[Problem details] A word-for-word restatement of every record is required.

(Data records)
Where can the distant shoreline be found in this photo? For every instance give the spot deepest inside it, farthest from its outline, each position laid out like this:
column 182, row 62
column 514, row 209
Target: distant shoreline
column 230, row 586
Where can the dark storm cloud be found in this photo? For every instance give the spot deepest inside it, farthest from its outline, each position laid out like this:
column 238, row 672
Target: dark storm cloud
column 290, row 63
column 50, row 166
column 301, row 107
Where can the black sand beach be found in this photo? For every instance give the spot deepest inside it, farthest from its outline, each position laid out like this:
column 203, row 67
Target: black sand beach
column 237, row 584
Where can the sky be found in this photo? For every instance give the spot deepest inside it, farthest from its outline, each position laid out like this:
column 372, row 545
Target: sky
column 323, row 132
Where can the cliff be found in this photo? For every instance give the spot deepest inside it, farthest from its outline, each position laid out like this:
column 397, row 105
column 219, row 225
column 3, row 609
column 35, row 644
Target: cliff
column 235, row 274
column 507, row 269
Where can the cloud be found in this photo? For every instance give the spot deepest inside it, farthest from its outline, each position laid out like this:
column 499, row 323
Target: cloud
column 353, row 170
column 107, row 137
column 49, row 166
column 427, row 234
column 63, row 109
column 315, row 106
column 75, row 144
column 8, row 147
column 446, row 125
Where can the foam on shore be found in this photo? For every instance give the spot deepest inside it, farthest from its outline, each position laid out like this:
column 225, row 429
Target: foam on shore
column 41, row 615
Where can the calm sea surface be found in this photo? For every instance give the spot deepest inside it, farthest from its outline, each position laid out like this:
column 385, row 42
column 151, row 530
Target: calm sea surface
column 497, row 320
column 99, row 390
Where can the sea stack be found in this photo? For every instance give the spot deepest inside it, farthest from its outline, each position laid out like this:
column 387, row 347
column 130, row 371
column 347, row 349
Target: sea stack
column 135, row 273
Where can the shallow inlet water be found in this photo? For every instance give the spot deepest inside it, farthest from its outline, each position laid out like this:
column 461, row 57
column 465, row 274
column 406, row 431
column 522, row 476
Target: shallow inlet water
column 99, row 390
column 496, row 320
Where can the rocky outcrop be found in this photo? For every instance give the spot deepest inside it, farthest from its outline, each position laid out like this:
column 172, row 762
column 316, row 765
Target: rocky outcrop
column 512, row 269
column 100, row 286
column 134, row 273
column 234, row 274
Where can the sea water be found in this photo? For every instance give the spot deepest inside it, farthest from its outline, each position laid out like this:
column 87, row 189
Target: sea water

[Exercise answer]
Where can the distant shoreline be found in this photo? For every instance give the spot deepest inside it, farthest from its outline, each position laid out like this:
column 182, row 62
column 514, row 209
Target: distant shoreline
column 230, row 586
Where can the dark storm cloud be found in this photo? For every instance give the spot deepest inside it, farthest from its outline, each position laid out like this:
column 238, row 672
Target: dark storm cloud
column 290, row 63
column 50, row 166
column 301, row 107
Where can the black sand beach be found in this photo? For every instance give the spot deepest inside it, farthest from its outline, each position laid out like this:
column 203, row 67
Target: black sand beach
column 237, row 584
Where can the sky be found in this photo? For every instance give the spot deepest inside it, farthest from its outline, each position laid out like this:
column 372, row 545
Target: sky
column 323, row 132
Where can the cliff be found in this photo? For every instance give the spot deepest inside it, farthest from its outline, each position laid out like this:
column 397, row 105
column 219, row 225
column 3, row 609
column 35, row 644
Target: cliff
column 235, row 274
column 507, row 269
Where can the cloud be found in this photo? For every instance give the spot deepest inside it, farthest from its outline, each position laid out like this:
column 499, row 323
Target: cloud
column 353, row 170
column 107, row 137
column 49, row 166
column 427, row 234
column 63, row 109
column 315, row 106
column 75, row 144
column 8, row 147
column 446, row 125
Where can the foam on shore be found in this photo? For every instance give the spot deepest inside it, farthest from its outline, each position laid out like this:
column 225, row 429
Target: foam on shore
column 41, row 615
Where can the calm sea surface be found in this photo? For every instance give the spot deepest inside it, farthest from its outline, each position laid out like this:
column 385, row 42
column 151, row 530
Target: calm sea surface
column 497, row 320
column 99, row 390
Where can the sea stack be found in this photo? For every instance give the spot deepest inside it, farthest from its outline, each position laid out like this:
column 387, row 347
column 130, row 371
column 347, row 349
Target: sea stack
column 135, row 273
Where can the shallow inlet water be found in this photo? For every instance give the spot deepest inside it, farthest from its outline, each position laid out like this:
column 461, row 57
column 465, row 274
column 406, row 431
column 522, row 476
Target: shallow inlet water
column 99, row 390
column 496, row 320
Where can the rocky outcrop be found in this photo? For every instance give the spot deepest inside it, farthest from its outline, each position laid out like this:
column 172, row 762
column 316, row 765
Target: rocky outcrop
column 512, row 269
column 100, row 286
column 134, row 273
column 234, row 274
Where can the sea water be found in this photo? For every instance give the spot deepest inside it, farthest from its outline, each position laid out like this:
column 87, row 189
Target: sea water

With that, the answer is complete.